Dataset entries:
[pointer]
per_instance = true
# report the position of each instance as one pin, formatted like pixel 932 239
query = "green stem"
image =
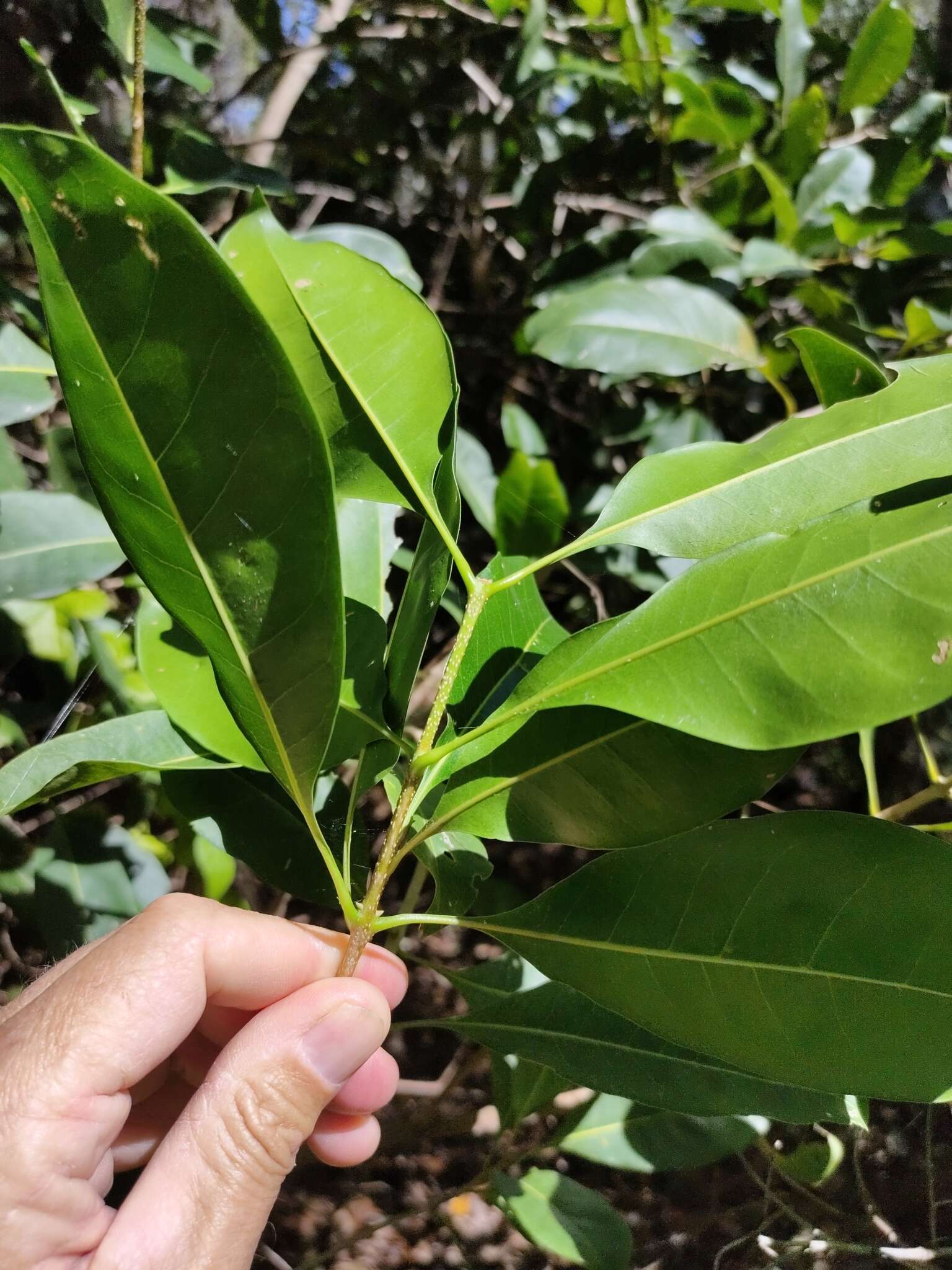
pixel 139 89
pixel 867 757
pixel 367 921
pixel 340 887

Problem → Leave the images out and give the rest of the data again exactly.

Response for this exercise →
[pointer]
per_instance = true
# report the position of each instance as one pin, formatted like pixel 932 239
query = "green stem"
image =
pixel 139 89
pixel 867 757
pixel 367 921
pixel 340 887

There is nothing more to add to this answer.